### Challenges
1. In the parliamentary speech on the Nicky Kelly case, reproduce the passage from "I now publicly" to "detention of Nicky Kelly.", substituting "Mr. Kelly" for "Nicky Kelly".
2. In the parliamentary speech on the Nicky Kelly case, list the three adjectives the speaker uses to describe the standards by which Nicky Kelly should have been dealt with in his arrest, detention and trial.
3. Write the next part of the parliamentary speech on the Nicky Kelly case, picking up right after its final sentence.

* begin Extract *

I specifically referred to that case because this is one of the few opportunities when it is possible to draw the attention of the House to very worrying aspects of that case. This is a Criminal Justice Bill and we are concerned about standards of administration of justice. I submit that anyone who examines the background to the process whereby Nicky Kelly was imprisoned following a pre-trial and post-trial process would not be happy that it met an adequate standard of fairness and what could be stood over as proper administration of justice. I make no apologies for that statement and for putting it on the record of the House because I have made private representations to the Minister urging him to examine it in very through detail. The whole pre-trial process and the way in which the authorities at the time dealt with Nicky Kelly to me are a blight on our system of legal justice, yet an examination of the record in this matter has not led to the release of Nicky Kelly. I find it very difficult to accept that the merits of his case on the issue of how he was dealt with by our system of administration of justice would not be completely convincing to anyone who approached the subject with an open mind. That is the issue. If he was not dealt with by proper, fair and appropriate standards in relation to his arrest and detention and the bringing of him to trial, then he should not remain in prison.

I now publicly urge the Minister to do what privately I have been urging him to do, and what I know others have been urging him privately to do — to examine as a matter of priority the continued detention of Nicky Kelly in the light of the whole pre-trial and trial processes which he had. The Commission on Human Rights, on the technicality that the petition had not been lodged within the statutory six months, declared his case to be inadmissible, but the homework on the application and its details are with the Minister: he knows these details and I urge him not only to consider and examine the case as a matter of priority but to conclude, as I think he must in fairness, that it is not a satisfactory case from the point of view of the standards of due process and administration of justice, and therefore that it is not one that warrants the continued detention of Nicky Kelly.

* end Extract *
* begin Dataset rows *

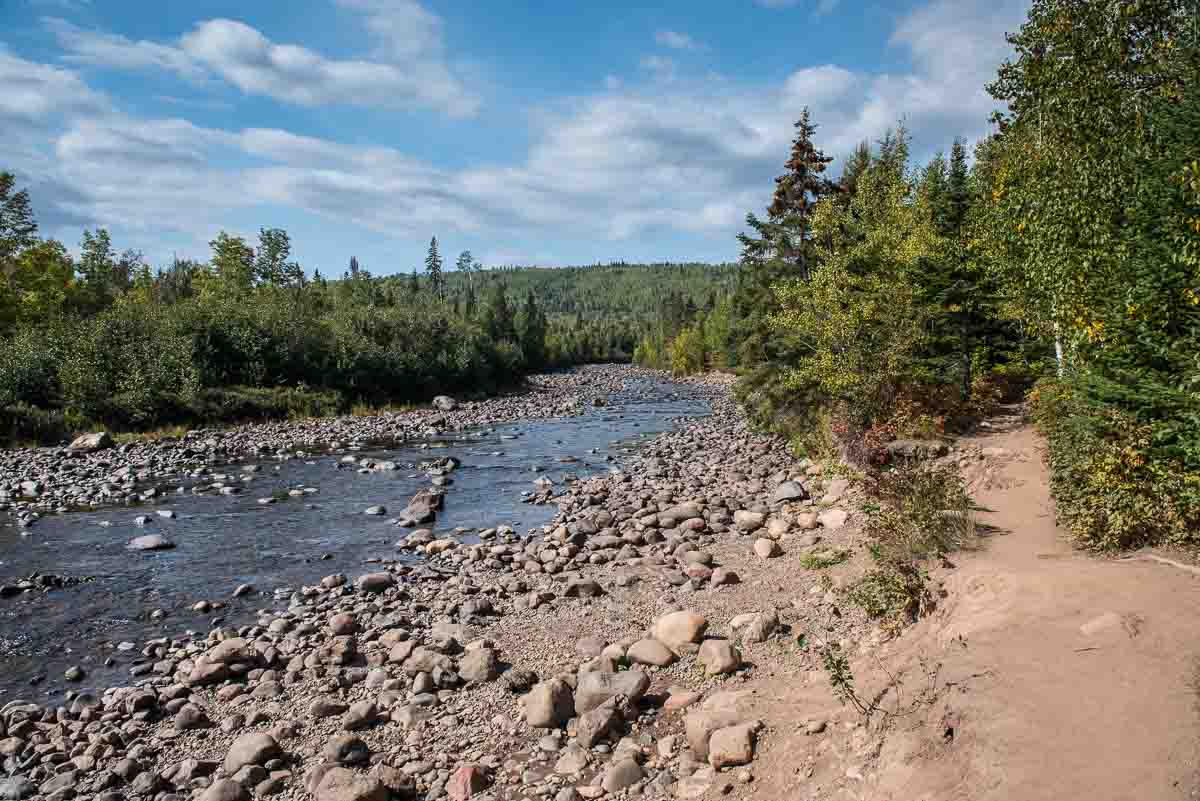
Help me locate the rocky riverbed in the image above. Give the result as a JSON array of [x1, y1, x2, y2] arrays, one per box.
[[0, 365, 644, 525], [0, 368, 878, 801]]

* end Dataset rows *
* begin Dataset rows *

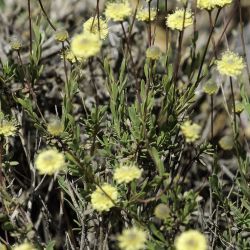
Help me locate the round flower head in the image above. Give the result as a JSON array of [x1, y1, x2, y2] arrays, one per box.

* end Dataset rows *

### Final answers
1.
I now publicly urge the Minister to do what privately I have been urging him to do, and what I know others have been urging him privately to do — to examine as a matter of priority the continued detention of Mr. Kelly in the light of the whole pre-trial and trial processes which he had. The Commission on Human Rights, on the technicality that the petition had not been lodged within the statutory six months, declared his case to be inadmissible, but the homework on the application and its details are with the Minister: he knows these details and I urge him not only to consider and examine the case as a matter of priority but to conclude, as I think he must in fairness, that it is not a satisfactory case from the point of view of the standards of due process and administration of justice, and therefore that it is not one that warrants the continued detention of Mr. Kelly.

2. proper, fair, appropriate

3.
When looking at any measure which seeks to increase powers, but as well to introduce important safeguards that were not there before, we must have regard to some of the existing blights on our system of justice in relation to the reality of individual cases. I tend to feel that a great deal of the focus on Father O'Brien in the Philippines makes even more unacceptable the lack of establishment concern for the position of Nicky Kelly.

There are many close analogies between the two cases. If there was to be the same willingness to look at the surrounding circumstances of the Nicky Kelly case, I think there would be a similar happy conclusion for the individual concerned. I do not think it is necessary to say that I am not at all making any comment or observation, because I am not in a position to, of whether Nicky Kelly committed the acts with which he was charged. That is not the issue. He was found guilty. It is the process that he was subjected to which fell below fair standards in the administration of justice with which I am concerned and which I feel is appropriate to the general principles which we are discussing in this Bill.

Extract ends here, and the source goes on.